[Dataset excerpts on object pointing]
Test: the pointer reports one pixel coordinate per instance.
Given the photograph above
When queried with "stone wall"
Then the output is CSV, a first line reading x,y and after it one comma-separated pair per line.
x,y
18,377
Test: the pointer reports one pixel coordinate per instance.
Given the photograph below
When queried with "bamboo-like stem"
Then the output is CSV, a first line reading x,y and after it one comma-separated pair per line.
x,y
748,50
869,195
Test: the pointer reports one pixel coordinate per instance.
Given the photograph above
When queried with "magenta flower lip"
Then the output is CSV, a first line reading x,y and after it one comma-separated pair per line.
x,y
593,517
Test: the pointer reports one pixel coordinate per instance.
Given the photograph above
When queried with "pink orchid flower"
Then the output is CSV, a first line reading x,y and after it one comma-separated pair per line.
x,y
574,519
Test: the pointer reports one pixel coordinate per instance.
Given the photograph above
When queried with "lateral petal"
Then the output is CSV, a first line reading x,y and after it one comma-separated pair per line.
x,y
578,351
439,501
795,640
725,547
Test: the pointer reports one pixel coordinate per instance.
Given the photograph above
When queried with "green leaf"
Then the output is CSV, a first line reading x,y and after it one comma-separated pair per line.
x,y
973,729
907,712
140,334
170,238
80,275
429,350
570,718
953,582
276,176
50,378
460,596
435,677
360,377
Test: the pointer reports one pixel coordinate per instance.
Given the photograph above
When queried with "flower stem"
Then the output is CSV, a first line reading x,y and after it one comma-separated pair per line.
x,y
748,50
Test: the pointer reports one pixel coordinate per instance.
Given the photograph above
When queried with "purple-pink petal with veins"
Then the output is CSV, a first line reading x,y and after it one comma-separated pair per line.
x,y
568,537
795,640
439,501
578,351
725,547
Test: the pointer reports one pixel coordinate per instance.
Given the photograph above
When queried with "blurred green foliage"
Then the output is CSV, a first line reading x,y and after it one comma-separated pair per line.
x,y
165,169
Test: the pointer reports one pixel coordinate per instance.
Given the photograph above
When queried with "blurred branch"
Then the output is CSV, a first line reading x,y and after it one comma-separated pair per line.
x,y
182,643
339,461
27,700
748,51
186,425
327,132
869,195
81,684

- [Set problem] Reproduce each line of the material above precisely.

- [The result]
Test: the pointer reports one pixel coordinate per instance.
Given the photograph above
When queried with "stone wall"
Then the output is CSV, a first line reading x,y and after it one comma-separated pair per line.
x,y
18,377
Test: the pointer reports one pixel coordinate per instance.
Given the photograph below
When queried with "bamboo-like stem"
Then the output is CSV, a first line reading x,y and after it one comma-separated pair per line.
x,y
748,50
869,195
Test: the pointer reports one pixel coordinate per instance.
Given the photograph above
When queried with "magenta flower lip"
Then the output is CSV, a first line reading x,y and after it one comma-separated pair per line.
x,y
593,517
Test: the pointer reports one pixel coordinate per instance.
Given the photograph above
When queried with "pink orchid flower"
Then the output is CSV, a first line reading x,y and after it one comma-separated pair per line.
x,y
574,519
Test: the pointer reports one pixel coordinate per instance.
Given the photograph above
When queried with "lateral petal"
Then the output is CSV, a first line reading x,y and after it one comma-separated pair per line.
x,y
578,351
439,501
795,640
725,547
Test: the pointer reports one pixel coordinate per instance.
Given the photograph above
When queried with "green leaf"
Then the output is CSV, a first line reading x,y and after it one comma-separated pair per line.
x,y
973,729
907,712
140,334
170,238
80,275
429,350
570,718
953,582
276,176
50,378
460,596
435,677
360,377
Test: the pointer reports one pixel coordinate per instance.
Given the photograph above
When queried with "flower stem"
Then the output is CSV, a first line reading x,y and after it one comma-separated pair per line.
x,y
748,50
Test: the pointer reports one pixel coordinate per instance.
Given the photograph above
When queried with "purple-pink petal with veins"
Then the output is CSV, a first line reading x,y and after it one comma-separated pair per line.
x,y
568,537
795,640
439,501
578,351
725,547
Test: the pointer reports one pixel coordinate per instance.
Given the photograph above
When queried with "blurred green foliage"
Then the output is CSV, a first line reading x,y and after it one comma-separated pair per line.
x,y
165,169
Test: the pointer reports one pixel coordinate per instance.
Given the photograph above
When queried with "blurred branch"
Then the output is CSV, a first line reading x,y and after it one comma-separated pair per line.
x,y
182,643
339,461
27,700
748,51
186,425
327,132
869,195
81,684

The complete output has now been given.